SET TASKS =
A) List every distinct Python file name (ending in ".py") that appears in the GeoPIP issue below, giving each name once.
B) In the GeoPIP issue below, reproduce word for word the passage from "IOError: [Errno 2]" up to and including "plays any role.".

SELECTED PASSAGE =
GeoPIP works on test files, but not my own #62

Closed jpalmer37 closed 5 years ago

jpalmer37 commented 5 years ago

I got GeoPIP running using the changes in your geoPIP issue. I was able to complete geopip_test.py and performed data_analysis.py on their test data molluscan.fastasuccessfully with no errors.

However, when I change the input file of data_analysis.py to my own FASTA file, I get one of the exact same error messages from your geoPIP thread:

### updating rate matrix Q ###

Exception in thread "main" java.lang.RuntimeException: ma.newick.ParseException: Encountered " "(" "( "" at line 1, column 2.
Was expecting:
    ")" ...

    at pty.RootedTree$Util.load(RootedTree.java:240)

skipping some lines...

Traceback (most recent call last):
  File "data_analysis.py", line 110, in <module>
    qMatCTMC1, bDictCTMC1, treeCTMC1, nllkCTMC1 = opt_ctmc_full(qMatStart, multiAlign, javaDirectory, modelDirectory, eStepFile, parametersPath, inputLoc, outputLoc, dataLoc, execsLoc, rFileLoc, cList, qRates=[1.], suffix='_ctmc_1rate', updateQ=updateQ, tol=1.e-2, bTol=1.e-4, iterMax=100)
  File "/home/jpalmer/geopip/src/ctmc_est.py", line 95, in opt_ctmc_full
    qMatNew, piProbNew = opt_qmat_em_full(qMat, cList, inputLoc, outputLoc, javaDirectory, modelDirectory, eStepFile, parametersPath, execsLoc)
  File "/home/jpalmer/geopip/src/pip_est.py", line 213, in opt_qmat_em_full
    llh = llh_from_llhfiles(llhFiles)
  File "/home/jpalmer/geopip/src/io_json.py", line 454, in llh_from_llhfiles
    fileTem = open(llhFile)
IOError: [Errno 2] No such file or directory: '/home/jpalmer/geopip/result/data_analysis/runs/7/output/all/llh.txt'

I've ensured that I'm running JDK8 and have the libgfortran3 package installed.

One difference I've noticed is that their FASTA file molluscan.fasta is formatted differently:

Not sure if that plays any role.

DATASET EXCERPTS =
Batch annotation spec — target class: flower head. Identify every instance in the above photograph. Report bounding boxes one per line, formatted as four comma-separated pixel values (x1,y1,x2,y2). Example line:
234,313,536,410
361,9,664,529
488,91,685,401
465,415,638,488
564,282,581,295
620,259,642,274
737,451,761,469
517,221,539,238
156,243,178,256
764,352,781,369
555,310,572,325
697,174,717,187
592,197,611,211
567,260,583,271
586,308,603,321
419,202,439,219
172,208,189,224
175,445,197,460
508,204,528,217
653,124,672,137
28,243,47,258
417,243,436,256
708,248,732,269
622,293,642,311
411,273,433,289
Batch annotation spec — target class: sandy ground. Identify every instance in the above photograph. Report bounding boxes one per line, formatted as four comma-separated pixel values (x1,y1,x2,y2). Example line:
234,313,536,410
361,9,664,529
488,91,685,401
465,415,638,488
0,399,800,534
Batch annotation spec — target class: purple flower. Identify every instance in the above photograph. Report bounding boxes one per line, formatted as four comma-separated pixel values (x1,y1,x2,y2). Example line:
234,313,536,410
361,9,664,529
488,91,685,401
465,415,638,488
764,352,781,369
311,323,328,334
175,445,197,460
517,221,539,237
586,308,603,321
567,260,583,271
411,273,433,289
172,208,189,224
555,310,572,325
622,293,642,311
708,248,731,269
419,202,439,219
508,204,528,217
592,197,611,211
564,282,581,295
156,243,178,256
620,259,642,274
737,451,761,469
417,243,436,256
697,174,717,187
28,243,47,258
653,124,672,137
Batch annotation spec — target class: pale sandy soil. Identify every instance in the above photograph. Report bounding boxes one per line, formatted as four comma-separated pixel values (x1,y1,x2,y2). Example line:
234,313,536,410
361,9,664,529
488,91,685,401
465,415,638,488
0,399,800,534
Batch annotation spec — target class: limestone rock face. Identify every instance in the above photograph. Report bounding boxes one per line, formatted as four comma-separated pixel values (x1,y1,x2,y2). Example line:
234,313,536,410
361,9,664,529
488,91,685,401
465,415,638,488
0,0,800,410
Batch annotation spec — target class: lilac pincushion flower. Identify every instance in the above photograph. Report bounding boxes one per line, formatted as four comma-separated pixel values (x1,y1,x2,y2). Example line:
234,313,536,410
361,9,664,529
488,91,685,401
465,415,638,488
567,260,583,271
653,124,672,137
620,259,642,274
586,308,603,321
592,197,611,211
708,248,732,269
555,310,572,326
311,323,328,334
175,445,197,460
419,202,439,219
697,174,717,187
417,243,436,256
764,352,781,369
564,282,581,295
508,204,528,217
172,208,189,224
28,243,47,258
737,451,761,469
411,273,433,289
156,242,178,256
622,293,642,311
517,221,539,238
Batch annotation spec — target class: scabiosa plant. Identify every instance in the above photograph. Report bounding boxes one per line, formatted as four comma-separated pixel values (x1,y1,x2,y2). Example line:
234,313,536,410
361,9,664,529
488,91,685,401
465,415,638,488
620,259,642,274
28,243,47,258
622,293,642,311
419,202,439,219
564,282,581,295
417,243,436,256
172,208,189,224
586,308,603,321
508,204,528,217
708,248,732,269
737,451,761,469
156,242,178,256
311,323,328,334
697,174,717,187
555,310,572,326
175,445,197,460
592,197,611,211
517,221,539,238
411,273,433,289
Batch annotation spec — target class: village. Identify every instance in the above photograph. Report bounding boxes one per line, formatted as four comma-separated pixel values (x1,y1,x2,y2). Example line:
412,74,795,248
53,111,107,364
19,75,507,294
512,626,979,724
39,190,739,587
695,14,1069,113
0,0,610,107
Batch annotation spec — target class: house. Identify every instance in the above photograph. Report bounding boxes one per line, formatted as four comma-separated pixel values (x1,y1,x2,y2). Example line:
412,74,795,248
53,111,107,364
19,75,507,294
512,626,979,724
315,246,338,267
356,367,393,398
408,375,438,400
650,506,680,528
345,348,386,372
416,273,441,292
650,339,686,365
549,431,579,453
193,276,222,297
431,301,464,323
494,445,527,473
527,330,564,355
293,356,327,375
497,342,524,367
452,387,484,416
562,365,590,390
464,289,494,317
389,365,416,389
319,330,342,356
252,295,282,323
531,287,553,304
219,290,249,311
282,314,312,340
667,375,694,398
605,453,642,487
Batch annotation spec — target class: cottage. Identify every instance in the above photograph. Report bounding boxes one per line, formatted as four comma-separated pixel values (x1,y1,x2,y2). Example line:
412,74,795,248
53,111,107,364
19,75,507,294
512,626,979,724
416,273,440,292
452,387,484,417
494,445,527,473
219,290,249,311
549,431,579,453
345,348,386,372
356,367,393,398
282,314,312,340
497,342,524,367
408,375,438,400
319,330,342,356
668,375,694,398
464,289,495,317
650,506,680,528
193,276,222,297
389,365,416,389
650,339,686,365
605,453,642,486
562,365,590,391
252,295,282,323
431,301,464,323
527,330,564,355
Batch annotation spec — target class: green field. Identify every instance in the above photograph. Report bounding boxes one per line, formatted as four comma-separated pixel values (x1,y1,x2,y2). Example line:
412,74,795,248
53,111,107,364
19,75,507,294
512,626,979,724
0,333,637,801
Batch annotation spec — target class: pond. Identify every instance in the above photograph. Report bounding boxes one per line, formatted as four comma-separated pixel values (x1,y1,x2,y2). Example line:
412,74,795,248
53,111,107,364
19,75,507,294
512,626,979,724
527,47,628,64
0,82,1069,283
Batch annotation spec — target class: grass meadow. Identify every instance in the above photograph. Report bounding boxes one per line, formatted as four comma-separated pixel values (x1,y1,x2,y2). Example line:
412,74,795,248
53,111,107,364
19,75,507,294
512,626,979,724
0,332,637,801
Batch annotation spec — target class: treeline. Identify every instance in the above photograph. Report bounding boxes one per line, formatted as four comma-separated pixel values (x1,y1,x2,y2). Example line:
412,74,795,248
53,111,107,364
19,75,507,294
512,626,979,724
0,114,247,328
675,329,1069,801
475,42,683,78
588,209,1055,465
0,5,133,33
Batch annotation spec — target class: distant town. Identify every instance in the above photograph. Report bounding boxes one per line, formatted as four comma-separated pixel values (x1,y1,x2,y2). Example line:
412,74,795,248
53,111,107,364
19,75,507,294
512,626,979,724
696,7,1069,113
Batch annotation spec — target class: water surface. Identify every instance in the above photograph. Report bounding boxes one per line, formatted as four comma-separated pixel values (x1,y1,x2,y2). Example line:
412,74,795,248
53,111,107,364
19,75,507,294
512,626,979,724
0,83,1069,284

SOLUTIONS FOR EACH TASK =
A) geopip_test.py, data_analysis.py, ctmc_est.py, pip_est.py, io_json.py

B)
IOError: [Errno 2] No such file or directory: '/home/jpalmer/geopip/result/data_analysis/runs/7/output/all/llh.txt'

I've ensured that I'm running JDK8 and have the libgfortran3 package installed.

One difference I've noticed is that their FASTA file molluscan.fasta is formatted differently:

Not sure if that plays any role.